▸ Excerpt provided
::::::
Meta Description: Stop API abuse with rate limiting, throttling, and quotas. Learn algorithms, implementation strategies, and how to communicate limits to clients.
Keywords: api abuse prevention, rate limiting, api throttling, api quotas, abuse detection, api protection
Word Count: ~2,300 words
Your API is getting hammered. One client is making 100,000 requests per hour. Your servers are struggling. Other clients are getting slow responses.
You need to prevent API abuse.
Rate limiting, throttling, and quotas protect your API from excessive usage. Here's how to implement them correctly.
Rate Limiting vs Throttling vs Quotas
These terms are often confused. Here's the difference:
Rate Limiting: Maximum requests per time window (100 requests per minute) Throttling: Slowing down requests when limits are approached (delay responses) Quotas: Total usage limits over longer periods (1 million requests per month)
Most APIs use all three.
::::::
▸ Raw data
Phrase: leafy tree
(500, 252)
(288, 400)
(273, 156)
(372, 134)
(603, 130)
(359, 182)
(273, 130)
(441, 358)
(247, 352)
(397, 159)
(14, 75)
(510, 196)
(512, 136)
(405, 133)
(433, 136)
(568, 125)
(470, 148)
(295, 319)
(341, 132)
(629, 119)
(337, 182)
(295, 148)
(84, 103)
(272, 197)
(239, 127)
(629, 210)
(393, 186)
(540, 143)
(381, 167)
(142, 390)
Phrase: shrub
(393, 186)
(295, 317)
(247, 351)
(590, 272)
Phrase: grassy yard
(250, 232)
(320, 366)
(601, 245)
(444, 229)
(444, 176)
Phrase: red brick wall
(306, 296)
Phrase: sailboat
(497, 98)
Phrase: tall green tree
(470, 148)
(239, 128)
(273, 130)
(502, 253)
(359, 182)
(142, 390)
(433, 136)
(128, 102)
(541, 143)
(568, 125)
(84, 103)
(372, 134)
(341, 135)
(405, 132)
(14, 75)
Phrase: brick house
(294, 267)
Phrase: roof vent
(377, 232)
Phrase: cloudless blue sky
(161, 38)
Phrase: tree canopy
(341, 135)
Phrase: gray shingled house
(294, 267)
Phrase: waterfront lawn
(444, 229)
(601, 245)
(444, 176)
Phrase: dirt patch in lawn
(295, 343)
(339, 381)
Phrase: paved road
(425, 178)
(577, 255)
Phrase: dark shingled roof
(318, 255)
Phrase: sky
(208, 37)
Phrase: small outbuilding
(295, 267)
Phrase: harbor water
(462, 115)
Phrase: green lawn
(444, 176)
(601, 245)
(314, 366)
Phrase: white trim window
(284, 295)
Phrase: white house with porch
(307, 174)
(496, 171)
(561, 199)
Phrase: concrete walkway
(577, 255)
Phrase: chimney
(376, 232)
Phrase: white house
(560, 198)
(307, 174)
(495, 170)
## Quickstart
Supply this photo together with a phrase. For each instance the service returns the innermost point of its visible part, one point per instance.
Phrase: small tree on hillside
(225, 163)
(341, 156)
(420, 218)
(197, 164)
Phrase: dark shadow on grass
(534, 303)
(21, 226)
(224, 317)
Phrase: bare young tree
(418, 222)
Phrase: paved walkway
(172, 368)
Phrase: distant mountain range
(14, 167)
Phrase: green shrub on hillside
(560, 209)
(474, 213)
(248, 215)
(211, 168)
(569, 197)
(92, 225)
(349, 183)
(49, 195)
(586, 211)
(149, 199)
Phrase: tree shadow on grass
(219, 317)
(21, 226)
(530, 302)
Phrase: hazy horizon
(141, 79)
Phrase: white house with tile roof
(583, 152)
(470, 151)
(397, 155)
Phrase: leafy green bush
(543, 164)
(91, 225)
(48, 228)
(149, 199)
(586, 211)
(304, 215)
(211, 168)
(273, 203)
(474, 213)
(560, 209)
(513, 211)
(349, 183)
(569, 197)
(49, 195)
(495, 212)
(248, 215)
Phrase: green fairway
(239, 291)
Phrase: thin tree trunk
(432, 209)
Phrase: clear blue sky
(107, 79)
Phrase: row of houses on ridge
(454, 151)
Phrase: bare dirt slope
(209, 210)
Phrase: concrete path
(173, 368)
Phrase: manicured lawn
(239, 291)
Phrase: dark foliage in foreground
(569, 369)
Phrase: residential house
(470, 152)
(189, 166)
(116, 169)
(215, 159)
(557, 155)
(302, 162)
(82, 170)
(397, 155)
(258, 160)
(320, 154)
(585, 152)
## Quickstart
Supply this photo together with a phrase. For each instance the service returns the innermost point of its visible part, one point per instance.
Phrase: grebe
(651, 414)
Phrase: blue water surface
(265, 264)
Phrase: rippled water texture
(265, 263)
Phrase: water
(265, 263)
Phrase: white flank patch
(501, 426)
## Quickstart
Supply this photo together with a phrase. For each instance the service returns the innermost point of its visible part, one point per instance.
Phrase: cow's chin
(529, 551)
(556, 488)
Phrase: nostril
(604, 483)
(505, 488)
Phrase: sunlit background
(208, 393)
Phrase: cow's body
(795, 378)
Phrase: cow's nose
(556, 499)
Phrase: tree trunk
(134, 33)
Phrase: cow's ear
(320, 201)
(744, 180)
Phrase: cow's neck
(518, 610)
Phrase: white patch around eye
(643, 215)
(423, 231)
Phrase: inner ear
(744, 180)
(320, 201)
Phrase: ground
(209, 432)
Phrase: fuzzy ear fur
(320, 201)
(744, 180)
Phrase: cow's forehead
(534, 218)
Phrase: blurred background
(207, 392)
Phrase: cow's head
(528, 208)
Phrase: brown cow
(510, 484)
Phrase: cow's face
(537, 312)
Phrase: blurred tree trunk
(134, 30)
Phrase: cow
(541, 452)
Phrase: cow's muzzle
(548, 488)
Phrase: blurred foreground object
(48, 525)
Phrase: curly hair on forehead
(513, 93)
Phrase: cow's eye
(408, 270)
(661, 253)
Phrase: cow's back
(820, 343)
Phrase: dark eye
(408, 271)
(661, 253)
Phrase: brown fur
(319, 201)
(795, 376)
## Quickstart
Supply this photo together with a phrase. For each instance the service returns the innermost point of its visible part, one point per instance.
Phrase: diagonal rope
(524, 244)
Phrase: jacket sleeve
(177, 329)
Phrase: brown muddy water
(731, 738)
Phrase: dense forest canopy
::::::
▸ Your tasks
1) Using the article on preventing API abuse, answer the following, one per line:
(a) How many requests per hour is one client making?
(b) What example figure is given for a quota?
(c) According to the article, what does throttling do?
2) For each statement, decide whether the article on preventing API abuse supports it. Answer yes or no and quote the words that decide it.
(a) Most APIs rely on only one of the three methods.
(b) The example rate limit given is 100 requests per minute.
(c) The article says these terms are rarely confused.
3) Reproduce the part of the article on preventing API abuse that opens with the words containing "You need to" and closes with "use all three.".

▸ Results by task
1)
(a) 100,000 requests per hour.
(b) 1 million requests per month.
(c) It slows down requests when limits are approached, delaying responses.

2)
(a) No: "Most APIs use all three."
(b) Yes: "Maximum requests per time window (100 requests per minute)"
(c) No: "These terms are often confused."

3)
You need to prevent API abuse.
Rate limiting, throttling, and quotas protect your API from excessive usage. Here's how to implement them correctly.
Rate Limiting vs Throttling vs Quotas
These terms are often confused. Here's the difference:
Rate Limiting: Maximum requests per time window (100 requests per minute) Throttling: Slowing down requests when limits are approached (delay responses) Quotas: Total usage limits over longer periods (1 million requests per month)
Most APIs use all three.